**Goal a:**
Translate this sentence from the Lesson 9 forum thread into Spanish: "Going through the code as well as the papers will be extremely challenging."

**Text provided:**
-- START --

Part 2 Lesson 9 wiki

(Vikrant Behal) #215

This week until next Monday is a whole lot of work!

(Wayne Nixalo) #216

Not full walkthroughs but pretty good run-throughs: Two Minute Papers

Looks like a new channel aimed at going in-depth. His VAE video is great: ArXiv Insights

(Arvind Nagaraj) #217

yes, we will see this in the segmentation problem (unet, linknet and other models)

(nirant) #218

Understanding Keywords:

Single Shot Detection or the SSD Multibox work Jeremy discussed has a lot of new concepts such as matching problem, non maximum suppression, re-thought loss functions.

I found this useful to give me a quick grasp of the terms:

Hope you do too :slight_smile:

(Sharwon Pius) #219

they only covered limited papers, till date. New channel, hopefully we can get to see more.

(Stephen Rimac) #220

Thank you @jeremy and @rachel for awesome lesson! Really enjoying part 2 so far. Nice work!

(Sharwon Pius) #221

Good that we have holidays this weekend. Perfect timing !
Going through the code as well as the papers will be extremely challenging.

(Arvind Nagaraj) #222

the camera input goes through SSD in most of the autonomous cars. but of course they have lidars and other instruments as well, generating auxiliary information.

(Kevin Bird) #223

Is the maximum number of objects detected limited by anything? Like if I had 9 anchor boxes, would I be limited to 9 objects being detected?

(Hiromi Suenaga) #224

If you didn’t scale the anchor boxes or change the dimensions, then yes. just 9.

In the examples Jeremy gave, it had 3 size scaling and 3 aspect ratios (1:2, 1:1, 2:1) for each box, so you can detect maximum of 81 objects.

(Lucas Goulart Vazquez) #225

I see your point, but I’m still confused if this would matter when pushing the gradients. The weights are changed based on how much the loss change w.r.t. to them, I’m not certain that if one loss being 10 times bigger than the other directly correlates on the weights being 10x more sensible to this loss.
I’ve this question for a long time, probably I need to do some math to see it :sweat_smile:

(Arvind Nagaraj) #226

no…the only thing that will limit you is the number of classes you are trying to predict.

-- END --

**Records provided:**
-- START --

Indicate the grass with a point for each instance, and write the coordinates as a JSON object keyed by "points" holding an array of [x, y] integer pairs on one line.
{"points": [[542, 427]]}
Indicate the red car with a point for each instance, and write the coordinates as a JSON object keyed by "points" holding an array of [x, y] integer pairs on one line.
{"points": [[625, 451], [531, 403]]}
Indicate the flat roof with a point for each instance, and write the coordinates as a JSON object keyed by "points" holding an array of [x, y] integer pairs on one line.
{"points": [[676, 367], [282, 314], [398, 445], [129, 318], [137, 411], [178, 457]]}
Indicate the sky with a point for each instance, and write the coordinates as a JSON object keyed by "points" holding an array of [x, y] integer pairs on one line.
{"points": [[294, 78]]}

-- END --

**Goal b:**
Recast the stretch of entries from the line that contains "Indicate the flat" through the end of the entries as a Markdown table with the columns Row and Entry line, numbering each line and skipping any blank ones.

**Problem solution a:**
Revisar el código y también los artículos será sumamente difícil.

**Problem solution b:**
| Row | Entry line |
|---|---|
| 1 | Indicate the flat roof with a point for each instance, and write the coordinates as a JSON object keyed by "points" holding an array of [x, y] integer pairs on one line. |
| 2 | {"points": [[676, 367], [282, 314], [398, 445], [129, 318], [137, 411], [178, 457]]} |
| 3 | Indicate the sky with a point for each instance, and write the coordinates as a JSON object keyed by "points" holding an array of [x, y] integer pairs on one line. |
| 4 | {"points": [[294, 78]]} |